__Aim of the task__
Could you set down the records below exactly as they are, with no pictures?
[[ Material for this task open ]]
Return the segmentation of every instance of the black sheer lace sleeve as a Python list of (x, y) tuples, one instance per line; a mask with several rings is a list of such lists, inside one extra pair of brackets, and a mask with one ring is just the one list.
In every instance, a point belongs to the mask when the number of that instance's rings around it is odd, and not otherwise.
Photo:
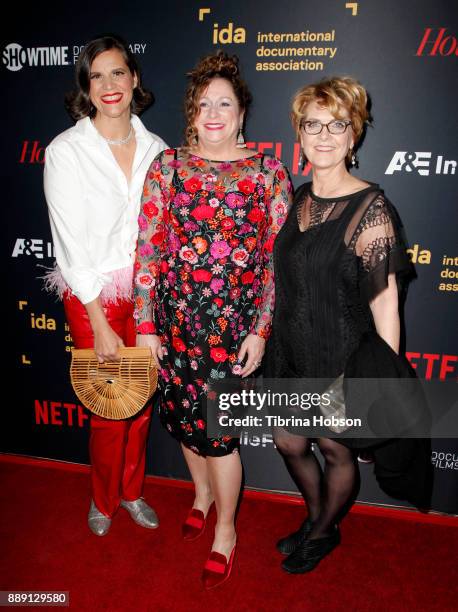
[(382, 193), (367, 206), (349, 247), (360, 258), (360, 292), (367, 301), (388, 286), (389, 274), (396, 274), (399, 287), (413, 276), (401, 219)]

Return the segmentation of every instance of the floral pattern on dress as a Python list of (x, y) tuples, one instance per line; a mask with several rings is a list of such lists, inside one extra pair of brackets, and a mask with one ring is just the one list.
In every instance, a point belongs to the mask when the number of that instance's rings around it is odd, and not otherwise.
[(267, 339), (274, 308), (273, 245), (292, 197), (281, 161), (261, 153), (210, 161), (162, 152), (148, 171), (135, 262), (137, 333), (161, 337), (160, 415), (202, 454), (237, 441), (208, 438), (208, 382), (240, 374), (249, 333)]

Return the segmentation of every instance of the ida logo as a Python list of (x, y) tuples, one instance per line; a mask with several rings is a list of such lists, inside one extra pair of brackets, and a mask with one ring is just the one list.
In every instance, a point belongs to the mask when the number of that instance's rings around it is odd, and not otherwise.
[(18, 238), (11, 257), (21, 255), (34, 255), (37, 259), (55, 256), (52, 242), (44, 242), (41, 238)]
[(213, 24), (213, 44), (229, 45), (242, 44), (246, 42), (246, 30), (242, 27), (234, 27), (230, 21), (225, 28), (220, 28), (217, 23)]
[(388, 164), (385, 174), (395, 172), (416, 172), (421, 176), (430, 174), (455, 174), (456, 161), (444, 159), (443, 155), (438, 155), (433, 159), (432, 153), (426, 151), (396, 151), (392, 160)]

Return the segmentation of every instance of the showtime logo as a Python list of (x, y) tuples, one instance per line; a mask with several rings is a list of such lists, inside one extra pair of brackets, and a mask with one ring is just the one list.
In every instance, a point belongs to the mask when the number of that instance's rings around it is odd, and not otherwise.
[(10, 43), (3, 49), (3, 64), (11, 72), (24, 66), (70, 66), (69, 47), (28, 47)]
[(415, 55), (441, 55), (442, 57), (458, 55), (458, 44), (456, 38), (455, 36), (451, 35), (445, 36), (446, 31), (447, 28), (439, 28), (438, 30), (425, 28), (425, 33), (423, 34), (420, 46), (418, 47)]
[(55, 257), (52, 242), (44, 242), (41, 238), (17, 238), (11, 257), (34, 255), (37, 259)]
[(421, 176), (431, 174), (455, 174), (456, 161), (444, 159), (443, 155), (438, 155), (433, 159), (433, 154), (425, 151), (396, 151), (392, 160), (385, 170), (385, 174), (395, 172), (417, 172)]

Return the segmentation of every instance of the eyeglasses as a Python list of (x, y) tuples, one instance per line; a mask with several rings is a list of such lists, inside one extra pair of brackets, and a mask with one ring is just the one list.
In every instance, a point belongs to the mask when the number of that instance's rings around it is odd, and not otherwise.
[(321, 123), (321, 121), (301, 121), (300, 127), (306, 134), (316, 136), (317, 134), (321, 134), (324, 127), (328, 129), (330, 134), (343, 134), (349, 125), (351, 125), (351, 121), (334, 119), (328, 123)]

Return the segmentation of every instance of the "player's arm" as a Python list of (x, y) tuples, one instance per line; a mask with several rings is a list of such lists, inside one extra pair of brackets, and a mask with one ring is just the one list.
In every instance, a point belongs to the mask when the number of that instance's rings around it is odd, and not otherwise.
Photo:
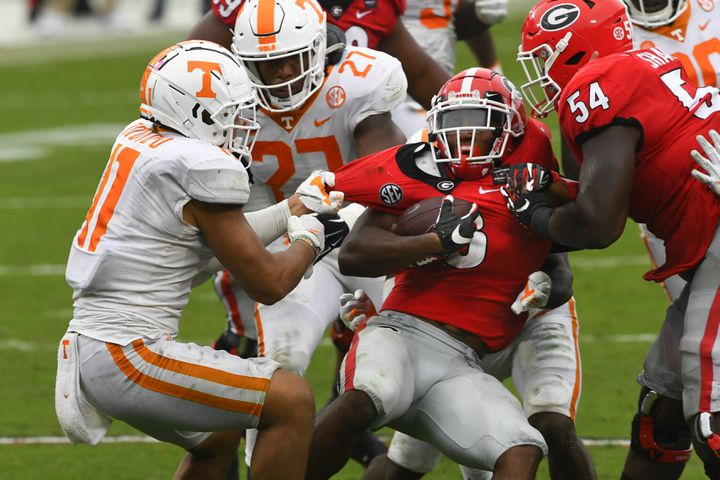
[(191, 200), (183, 214), (200, 230), (242, 289), (264, 304), (273, 304), (290, 293), (317, 255), (317, 249), (305, 241), (293, 242), (283, 252), (268, 252), (237, 205)]
[(574, 202), (552, 211), (549, 237), (574, 248), (605, 248), (625, 228), (640, 131), (611, 126), (582, 145), (579, 192)]
[(357, 124), (353, 134), (358, 157), (405, 143), (405, 135), (393, 122), (390, 112), (370, 115)]
[(570, 300), (573, 295), (573, 274), (567, 253), (548, 255), (540, 270), (547, 273), (552, 280), (550, 296), (544, 308), (557, 308)]
[(390, 231), (397, 215), (367, 208), (340, 248), (338, 263), (344, 275), (389, 275), (428, 256), (444, 255), (435, 233), (401, 237)]
[(408, 79), (408, 93), (423, 108), (429, 110), (433, 95), (450, 78), (450, 74), (420, 48), (400, 20), (380, 42), (378, 50), (400, 60)]
[(463, 40), (478, 61), (478, 65), (494, 69), (499, 65), (495, 53), (492, 35), (488, 25), (482, 23), (475, 14), (474, 0), (463, 0), (453, 15), (455, 34)]
[(208, 11), (190, 30), (185, 40), (210, 40), (230, 49), (233, 33), (212, 10)]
[[ Material for this task closed ]]
__Exercise solution__
Return the segmentation of every instance of the black sheer lace sleeve as a Python list of (x, y) tuples, one instance per line; a mask with several rings is a list of such lists, inside one extra pair of brackets, and a mask with one ring is just the one list.
In every instance, a point belongs to the mask when the number of that instance's rings around it is odd, and not otherwise.
Photo:
[(382, 193), (367, 206), (349, 247), (360, 258), (360, 292), (367, 301), (388, 286), (389, 274), (396, 274), (399, 287), (413, 276), (401, 219)]

Return the segmentation of every instance of the floral pattern on dress as a Python list of (x, y) tuples, one instance per line; a mask with several rings is a list of such lists, inside one extra pair of brackets, and a mask with one ring is just the one list.
In every instance, a point belongs to the mask when the number of that instance's rings around it is odd, and not otherwise.
[(267, 339), (274, 308), (273, 245), (292, 197), (281, 161), (261, 153), (210, 161), (162, 152), (148, 171), (135, 262), (137, 333), (161, 337), (160, 415), (202, 454), (237, 441), (208, 438), (208, 382), (240, 374), (249, 333)]

Return the segmentation of every instance of the ida logo as a Python list of (x, y) tuples, one instance per line; a mask with several rings is a list of such lists, inside one extra pair of brackets, and a mask with one ring is just the one list.
In every instance, a point belongs to the mask when the number of that instance's rings around it is odd, and not otherwise.
[(18, 238), (11, 257), (21, 255), (34, 255), (37, 259), (55, 256), (52, 242), (44, 242), (41, 238)]
[(213, 24), (213, 44), (229, 45), (242, 44), (246, 42), (246, 30), (242, 27), (234, 27), (230, 21), (225, 28), (220, 28), (217, 23)]
[(388, 164), (385, 174), (395, 172), (416, 172), (421, 176), (430, 174), (455, 174), (456, 161), (444, 159), (443, 155), (438, 155), (433, 159), (432, 153), (426, 151), (396, 151), (392, 160)]

Return the segmentation of every instance of the showtime logo as a Python list of (x, y) tuples, one instance per line; a mask with several rings is a list of such lists, inside one extra pair of brackets, and a mask with one ring is just the one list.
In every instance, a point belongs to the mask when the number of that instance's rings around it is odd, and not otherwise.
[(10, 43), (3, 49), (3, 64), (11, 72), (24, 66), (70, 66), (69, 47), (28, 47)]
[(415, 55), (441, 55), (442, 57), (458, 55), (458, 44), (456, 38), (455, 36), (451, 35), (445, 36), (446, 31), (447, 28), (439, 28), (438, 30), (425, 28), (425, 33), (423, 34), (420, 46), (418, 47)]
[(55, 257), (52, 242), (44, 242), (41, 238), (17, 238), (11, 257), (34, 255), (37, 259)]
[(421, 176), (431, 174), (455, 174), (456, 161), (444, 159), (443, 155), (438, 155), (433, 159), (433, 154), (425, 151), (396, 151), (392, 160), (385, 170), (385, 174), (395, 172), (417, 172)]

Return the segmentation of every instance of the eyeglasses as a Python list of (x, y) tuples, one instance per line; a mask with several rings is a list of such lists, inside one extra pair of brackets, and a mask with one ring is just the one list.
In every instance, a point belongs to the mask when the number of that instance's rings around it is odd, and not otherwise.
[(321, 123), (321, 121), (301, 121), (300, 127), (306, 134), (316, 136), (317, 134), (321, 134), (324, 127), (328, 129), (330, 134), (343, 134), (349, 125), (351, 125), (351, 121), (334, 119), (328, 123)]

Return the segmentation of every instance of the "player's arm" as a Python list of (x, y) tuples, one instance per line; a mask with several rings is a list of such lists, inside one extra pair of brackets, and a mask with one ring is just the one list.
In every instance, a point belongs to the mask when the number of that instance's rings around it is odd, and not otherwise.
Photo:
[(191, 200), (183, 214), (200, 230), (242, 289), (264, 304), (273, 304), (290, 293), (317, 255), (317, 249), (305, 241), (293, 242), (283, 252), (268, 252), (237, 205)]
[(574, 202), (552, 211), (549, 237), (574, 248), (605, 248), (625, 228), (640, 131), (611, 126), (582, 145), (579, 192)]
[(357, 124), (353, 134), (358, 157), (405, 143), (405, 135), (393, 122), (390, 112), (370, 115)]
[(570, 300), (573, 295), (573, 274), (567, 253), (548, 255), (540, 270), (547, 273), (552, 280), (550, 296), (544, 308), (557, 308)]
[(390, 231), (397, 215), (367, 208), (340, 248), (338, 263), (344, 275), (389, 275), (428, 256), (444, 255), (435, 233), (401, 237)]
[(408, 79), (408, 93), (423, 108), (429, 110), (433, 95), (450, 78), (450, 74), (420, 48), (400, 20), (380, 42), (378, 50), (400, 60)]
[(463, 40), (478, 61), (478, 65), (494, 69), (499, 65), (495, 53), (492, 35), (488, 25), (482, 23), (475, 14), (474, 0), (463, 0), (453, 15), (455, 34)]
[(208, 11), (190, 30), (185, 40), (210, 40), (230, 49), (233, 33), (212, 10)]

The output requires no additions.